[Exercise goal]:
Set out the data below as a numbered list, beginning at its first line and stopping after the line that contains "(1331, 657)", both ends included and blank lines skipped. Leave the pictures out of the answer.

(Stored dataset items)
#####
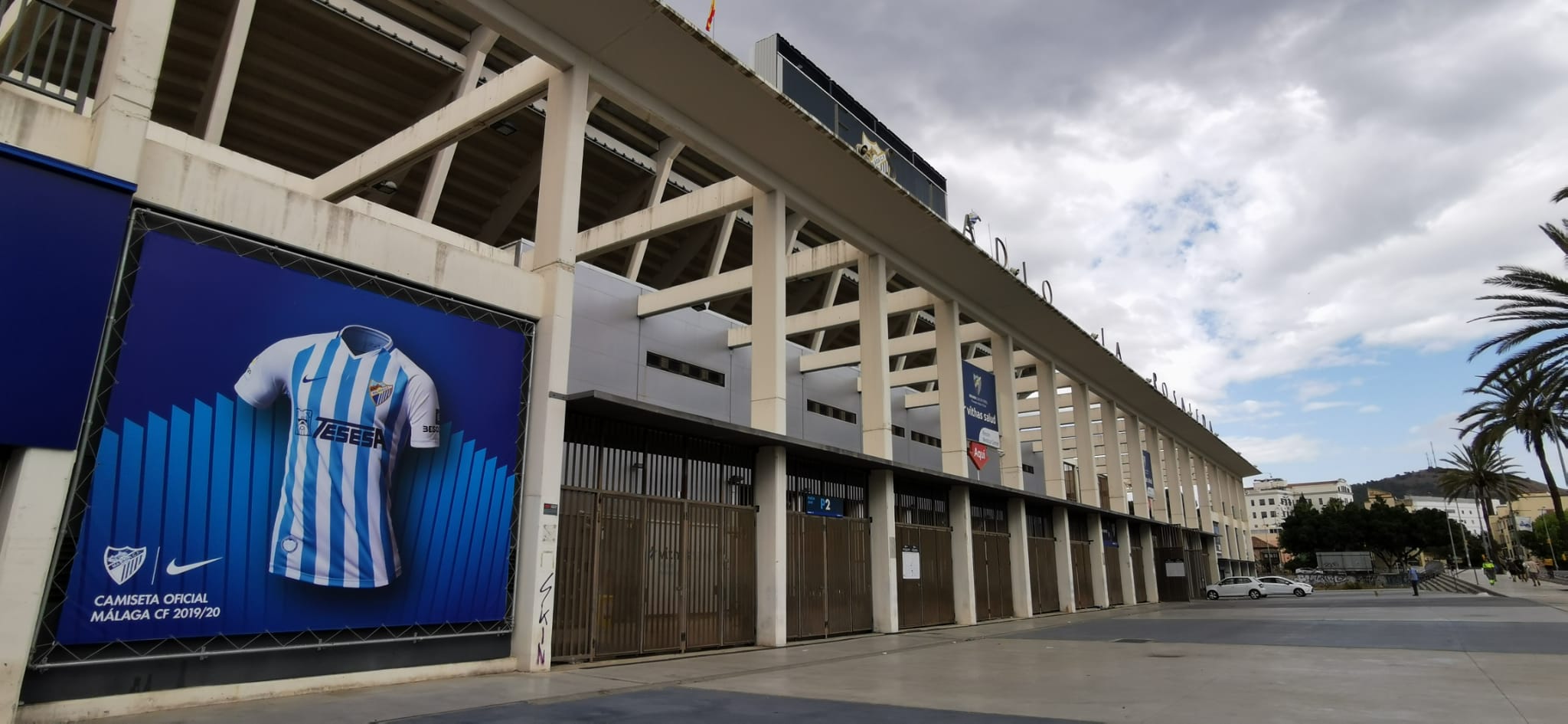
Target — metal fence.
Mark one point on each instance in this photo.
(51, 49)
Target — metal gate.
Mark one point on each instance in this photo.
(1041, 562)
(926, 549)
(1083, 575)
(830, 575)
(656, 544)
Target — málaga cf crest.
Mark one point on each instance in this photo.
(122, 562)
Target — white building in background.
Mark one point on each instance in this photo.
(1269, 501)
(1468, 514)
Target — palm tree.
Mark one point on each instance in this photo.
(1536, 351)
(1526, 401)
(1478, 470)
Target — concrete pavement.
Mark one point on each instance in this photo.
(1331, 657)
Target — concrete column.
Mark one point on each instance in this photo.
(1018, 553)
(1129, 592)
(1096, 561)
(885, 552)
(34, 490)
(214, 112)
(1050, 429)
(127, 84)
(1011, 451)
(769, 250)
(1116, 480)
(1152, 580)
(959, 514)
(1142, 506)
(1084, 444)
(1204, 495)
(1063, 534)
(875, 393)
(474, 55)
(951, 395)
(556, 263)
(772, 545)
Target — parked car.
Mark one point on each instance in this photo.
(1236, 586)
(1279, 585)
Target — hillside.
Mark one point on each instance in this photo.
(1416, 483)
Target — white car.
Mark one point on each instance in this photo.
(1247, 586)
(1283, 586)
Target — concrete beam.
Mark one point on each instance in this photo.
(805, 263)
(845, 357)
(838, 316)
(456, 120)
(701, 205)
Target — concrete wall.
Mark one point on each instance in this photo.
(610, 349)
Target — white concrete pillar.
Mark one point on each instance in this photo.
(218, 93)
(1152, 581)
(127, 84)
(951, 393)
(1063, 549)
(1142, 506)
(474, 55)
(1116, 478)
(770, 487)
(1050, 431)
(885, 552)
(556, 263)
(1018, 553)
(1129, 592)
(962, 517)
(1084, 442)
(34, 490)
(1096, 561)
(769, 250)
(1011, 450)
(875, 393)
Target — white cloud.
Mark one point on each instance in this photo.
(1285, 450)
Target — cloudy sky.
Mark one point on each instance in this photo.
(1283, 209)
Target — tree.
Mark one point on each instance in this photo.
(1524, 401)
(1481, 471)
(1539, 303)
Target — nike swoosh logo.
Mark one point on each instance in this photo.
(176, 569)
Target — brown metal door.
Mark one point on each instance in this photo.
(993, 577)
(1140, 589)
(1114, 577)
(1083, 580)
(1043, 575)
(1168, 561)
(926, 601)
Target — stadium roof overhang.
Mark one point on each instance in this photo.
(646, 57)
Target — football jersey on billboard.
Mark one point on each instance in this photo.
(354, 399)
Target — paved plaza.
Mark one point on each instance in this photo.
(1363, 657)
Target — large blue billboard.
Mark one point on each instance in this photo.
(286, 450)
(981, 407)
(61, 234)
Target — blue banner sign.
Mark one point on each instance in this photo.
(821, 505)
(981, 407)
(284, 453)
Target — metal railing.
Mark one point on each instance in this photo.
(51, 49)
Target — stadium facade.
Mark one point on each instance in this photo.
(369, 341)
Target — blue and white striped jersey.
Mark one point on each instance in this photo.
(354, 398)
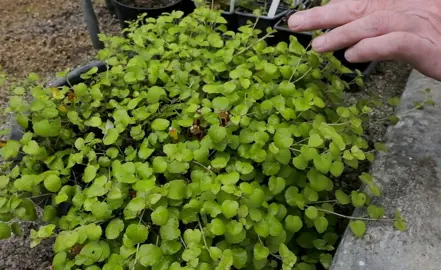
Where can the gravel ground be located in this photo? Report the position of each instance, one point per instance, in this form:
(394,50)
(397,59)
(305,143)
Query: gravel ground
(47,36)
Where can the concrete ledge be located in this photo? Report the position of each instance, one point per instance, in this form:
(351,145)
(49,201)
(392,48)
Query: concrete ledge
(410,178)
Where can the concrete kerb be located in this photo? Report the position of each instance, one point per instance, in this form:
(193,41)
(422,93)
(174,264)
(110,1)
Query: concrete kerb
(409,175)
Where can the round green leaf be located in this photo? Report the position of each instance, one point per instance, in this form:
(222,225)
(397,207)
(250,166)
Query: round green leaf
(177,189)
(160,124)
(5,231)
(160,216)
(137,233)
(293,223)
(311,212)
(114,228)
(52,183)
(149,255)
(321,224)
(230,208)
(358,227)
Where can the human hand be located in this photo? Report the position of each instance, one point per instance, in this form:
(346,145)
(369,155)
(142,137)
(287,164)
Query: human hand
(378,30)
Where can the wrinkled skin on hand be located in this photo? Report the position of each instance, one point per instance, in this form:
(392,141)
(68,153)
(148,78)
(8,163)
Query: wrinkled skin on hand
(378,30)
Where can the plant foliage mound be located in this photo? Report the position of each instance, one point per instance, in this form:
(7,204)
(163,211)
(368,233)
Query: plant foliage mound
(205,149)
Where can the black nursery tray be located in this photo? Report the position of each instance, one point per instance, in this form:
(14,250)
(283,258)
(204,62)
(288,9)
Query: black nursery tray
(305,38)
(263,22)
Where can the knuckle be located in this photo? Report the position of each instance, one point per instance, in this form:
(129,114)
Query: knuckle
(381,22)
(360,7)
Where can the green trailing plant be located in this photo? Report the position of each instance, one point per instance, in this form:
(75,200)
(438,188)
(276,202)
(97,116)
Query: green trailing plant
(206,149)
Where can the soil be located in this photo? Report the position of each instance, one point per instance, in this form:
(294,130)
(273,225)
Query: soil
(42,36)
(47,36)
(149,3)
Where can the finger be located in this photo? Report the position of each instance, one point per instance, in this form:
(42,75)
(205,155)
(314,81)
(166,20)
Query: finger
(421,53)
(375,24)
(331,16)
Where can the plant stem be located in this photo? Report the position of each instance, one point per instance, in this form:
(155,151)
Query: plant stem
(318,202)
(203,234)
(260,39)
(136,259)
(355,218)
(199,164)
(301,77)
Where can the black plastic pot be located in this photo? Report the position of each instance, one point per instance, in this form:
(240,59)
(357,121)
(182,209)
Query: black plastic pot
(129,13)
(111,7)
(263,22)
(304,38)
(231,19)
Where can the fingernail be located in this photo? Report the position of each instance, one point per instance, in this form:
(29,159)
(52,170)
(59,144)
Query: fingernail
(350,55)
(318,42)
(295,20)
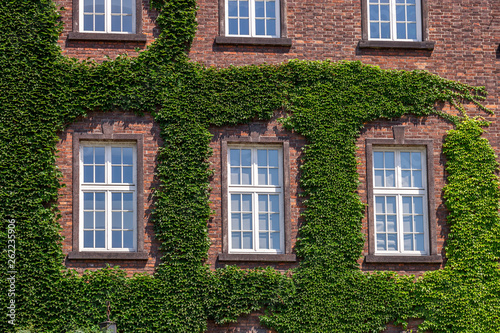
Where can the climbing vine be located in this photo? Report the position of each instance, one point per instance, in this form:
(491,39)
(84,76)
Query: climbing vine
(328,103)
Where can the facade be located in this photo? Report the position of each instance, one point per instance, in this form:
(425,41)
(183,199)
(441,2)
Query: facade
(255,187)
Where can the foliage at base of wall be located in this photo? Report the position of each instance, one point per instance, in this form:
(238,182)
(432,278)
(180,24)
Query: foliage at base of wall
(327,102)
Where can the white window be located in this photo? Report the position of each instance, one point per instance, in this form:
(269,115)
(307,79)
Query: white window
(255,199)
(108,197)
(107,16)
(400,198)
(253,18)
(394,20)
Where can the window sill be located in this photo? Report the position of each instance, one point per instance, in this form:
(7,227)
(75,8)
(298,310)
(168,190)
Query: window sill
(382,44)
(108,255)
(433,259)
(223,40)
(260,257)
(86,36)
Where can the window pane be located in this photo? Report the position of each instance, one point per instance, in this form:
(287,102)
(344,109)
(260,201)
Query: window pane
(262,176)
(263,240)
(236,240)
(116,174)
(128,239)
(100,241)
(88,239)
(88,200)
(116,220)
(100,220)
(116,239)
(247,240)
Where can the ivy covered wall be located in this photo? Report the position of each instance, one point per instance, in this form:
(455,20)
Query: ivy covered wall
(328,103)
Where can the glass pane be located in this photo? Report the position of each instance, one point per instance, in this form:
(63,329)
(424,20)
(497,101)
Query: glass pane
(100,220)
(262,176)
(247,221)
(384,13)
(373,12)
(235,221)
(263,203)
(380,205)
(381,242)
(262,157)
(246,157)
(128,220)
(128,176)
(128,239)
(407,225)
(401,30)
(379,178)
(88,239)
(408,242)
(116,174)
(391,223)
(100,241)
(116,6)
(233,26)
(232,8)
(99,23)
(374,33)
(88,220)
(235,202)
(99,174)
(128,201)
(385,31)
(244,27)
(271,27)
(244,9)
(88,22)
(88,200)
(263,222)
(236,240)
(390,178)
(116,220)
(88,174)
(263,240)
(391,205)
(235,176)
(116,239)
(407,205)
(273,177)
(275,240)
(246,202)
(116,155)
(275,203)
(406,178)
(419,243)
(392,242)
(418,205)
(247,240)
(275,222)
(380,223)
(234,157)
(99,155)
(116,201)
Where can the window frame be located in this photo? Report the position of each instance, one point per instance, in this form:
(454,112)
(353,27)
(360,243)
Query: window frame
(400,142)
(285,255)
(110,139)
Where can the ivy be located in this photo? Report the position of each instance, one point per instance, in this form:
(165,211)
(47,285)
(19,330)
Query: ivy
(328,103)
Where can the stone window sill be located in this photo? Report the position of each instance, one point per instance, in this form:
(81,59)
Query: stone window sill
(433,259)
(382,44)
(84,36)
(223,40)
(108,255)
(257,257)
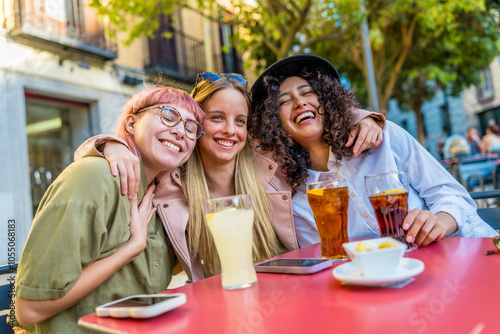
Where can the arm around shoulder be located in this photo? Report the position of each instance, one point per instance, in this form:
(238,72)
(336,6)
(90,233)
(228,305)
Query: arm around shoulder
(359,114)
(94,146)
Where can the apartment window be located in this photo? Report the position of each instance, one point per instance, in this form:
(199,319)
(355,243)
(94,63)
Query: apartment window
(485,91)
(54,127)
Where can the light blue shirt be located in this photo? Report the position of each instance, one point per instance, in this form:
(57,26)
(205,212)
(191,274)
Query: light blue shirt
(431,188)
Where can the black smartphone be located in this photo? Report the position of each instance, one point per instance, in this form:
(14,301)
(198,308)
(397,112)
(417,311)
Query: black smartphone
(293,266)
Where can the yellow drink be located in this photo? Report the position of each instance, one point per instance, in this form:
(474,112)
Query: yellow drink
(232,232)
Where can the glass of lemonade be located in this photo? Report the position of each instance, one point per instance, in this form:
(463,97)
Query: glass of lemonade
(329,201)
(388,194)
(230,220)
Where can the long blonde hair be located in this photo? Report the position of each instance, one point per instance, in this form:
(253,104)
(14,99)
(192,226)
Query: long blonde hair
(247,181)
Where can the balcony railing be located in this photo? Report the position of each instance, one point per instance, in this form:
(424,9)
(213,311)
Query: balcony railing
(75,27)
(178,55)
(183,57)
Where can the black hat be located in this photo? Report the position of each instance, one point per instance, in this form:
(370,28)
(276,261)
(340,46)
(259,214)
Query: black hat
(290,67)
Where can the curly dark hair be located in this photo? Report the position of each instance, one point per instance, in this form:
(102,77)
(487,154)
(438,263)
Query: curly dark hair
(264,124)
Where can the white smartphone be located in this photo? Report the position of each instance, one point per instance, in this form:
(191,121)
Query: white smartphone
(141,306)
(293,266)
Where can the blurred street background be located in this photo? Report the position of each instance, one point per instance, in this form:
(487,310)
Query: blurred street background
(68,66)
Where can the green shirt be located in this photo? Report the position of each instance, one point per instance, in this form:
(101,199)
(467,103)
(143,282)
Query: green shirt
(81,219)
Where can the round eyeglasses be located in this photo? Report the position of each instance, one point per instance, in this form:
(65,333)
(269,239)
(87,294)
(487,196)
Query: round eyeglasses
(170,117)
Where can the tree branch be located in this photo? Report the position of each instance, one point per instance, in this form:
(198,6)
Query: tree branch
(407,42)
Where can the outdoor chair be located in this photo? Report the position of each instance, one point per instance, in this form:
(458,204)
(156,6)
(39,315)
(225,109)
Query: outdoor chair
(490,215)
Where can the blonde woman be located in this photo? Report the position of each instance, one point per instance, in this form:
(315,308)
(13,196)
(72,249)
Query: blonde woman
(222,164)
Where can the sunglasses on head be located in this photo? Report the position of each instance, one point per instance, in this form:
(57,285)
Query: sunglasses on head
(170,117)
(212,77)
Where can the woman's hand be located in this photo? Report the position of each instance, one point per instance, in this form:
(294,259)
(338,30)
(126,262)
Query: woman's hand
(139,220)
(30,312)
(423,227)
(124,163)
(368,134)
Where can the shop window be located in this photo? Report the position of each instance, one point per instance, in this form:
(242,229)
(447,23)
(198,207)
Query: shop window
(54,128)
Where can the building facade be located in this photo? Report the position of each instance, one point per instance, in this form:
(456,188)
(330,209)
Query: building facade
(445,115)
(482,103)
(62,80)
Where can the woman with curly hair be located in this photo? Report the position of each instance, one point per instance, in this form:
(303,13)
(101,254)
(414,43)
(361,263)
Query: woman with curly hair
(303,116)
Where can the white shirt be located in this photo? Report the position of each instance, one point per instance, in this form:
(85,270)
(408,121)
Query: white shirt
(431,188)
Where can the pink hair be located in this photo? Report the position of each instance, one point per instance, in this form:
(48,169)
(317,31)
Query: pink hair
(150,97)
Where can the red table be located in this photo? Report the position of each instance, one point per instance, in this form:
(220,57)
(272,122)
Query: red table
(458,292)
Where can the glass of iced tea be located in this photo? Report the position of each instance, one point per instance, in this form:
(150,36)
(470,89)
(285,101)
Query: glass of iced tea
(388,194)
(329,201)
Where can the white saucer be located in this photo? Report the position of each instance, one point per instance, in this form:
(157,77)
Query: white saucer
(348,273)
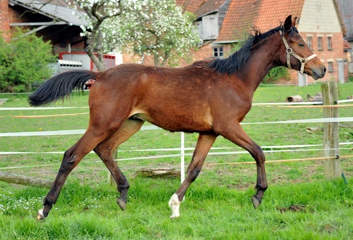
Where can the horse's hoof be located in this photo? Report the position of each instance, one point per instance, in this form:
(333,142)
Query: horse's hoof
(40,215)
(174,216)
(121,204)
(255,201)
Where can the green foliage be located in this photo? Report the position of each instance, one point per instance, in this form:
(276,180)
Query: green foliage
(24,61)
(350,78)
(276,73)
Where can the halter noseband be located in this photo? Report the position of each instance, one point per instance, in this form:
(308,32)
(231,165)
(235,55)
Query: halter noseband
(290,51)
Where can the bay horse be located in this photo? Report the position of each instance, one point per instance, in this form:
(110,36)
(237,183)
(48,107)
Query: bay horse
(210,97)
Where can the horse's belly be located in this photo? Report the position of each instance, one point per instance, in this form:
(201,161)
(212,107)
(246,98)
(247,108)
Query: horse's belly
(176,122)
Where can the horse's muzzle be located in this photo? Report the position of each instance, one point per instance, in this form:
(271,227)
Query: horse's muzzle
(319,72)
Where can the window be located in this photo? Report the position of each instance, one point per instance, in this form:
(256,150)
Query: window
(218,52)
(329,43)
(330,66)
(319,43)
(310,42)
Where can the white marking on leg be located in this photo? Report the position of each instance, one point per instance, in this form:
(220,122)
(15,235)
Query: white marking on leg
(40,215)
(174,204)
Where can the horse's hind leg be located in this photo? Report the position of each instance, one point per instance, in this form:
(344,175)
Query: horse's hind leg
(236,134)
(203,146)
(71,159)
(105,151)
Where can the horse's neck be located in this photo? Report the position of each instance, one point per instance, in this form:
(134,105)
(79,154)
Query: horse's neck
(262,59)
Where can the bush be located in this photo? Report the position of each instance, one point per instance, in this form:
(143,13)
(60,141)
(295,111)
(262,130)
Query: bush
(23,61)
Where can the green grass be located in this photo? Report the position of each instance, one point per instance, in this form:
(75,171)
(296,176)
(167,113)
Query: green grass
(208,212)
(217,205)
#####
[Result]:
1. Target — metal fence.
2. Mark one point on each instance in this photo.
3. (51, 49)
4. Target — metal gate.
5. Mark one point on each instance in this photo.
6. (1041, 562)
7. (926, 549)
8. (1083, 575)
9. (830, 575)
10. (656, 544)
11. Target — málaga cf crest.
12. Mark one point on each instance in this photo.
13. (122, 562)
14. Target — white building in background.
15. Mark one point on each instance in this photo.
16. (1269, 501)
17. (1468, 514)
18. Target — palm tree.
19. Mark one point on each instance in this photo.
20. (1536, 351)
21. (1526, 401)
22. (1478, 470)
23. Target — concrete pavement.
24. Mark one point on each instance in this photo.
25. (1331, 657)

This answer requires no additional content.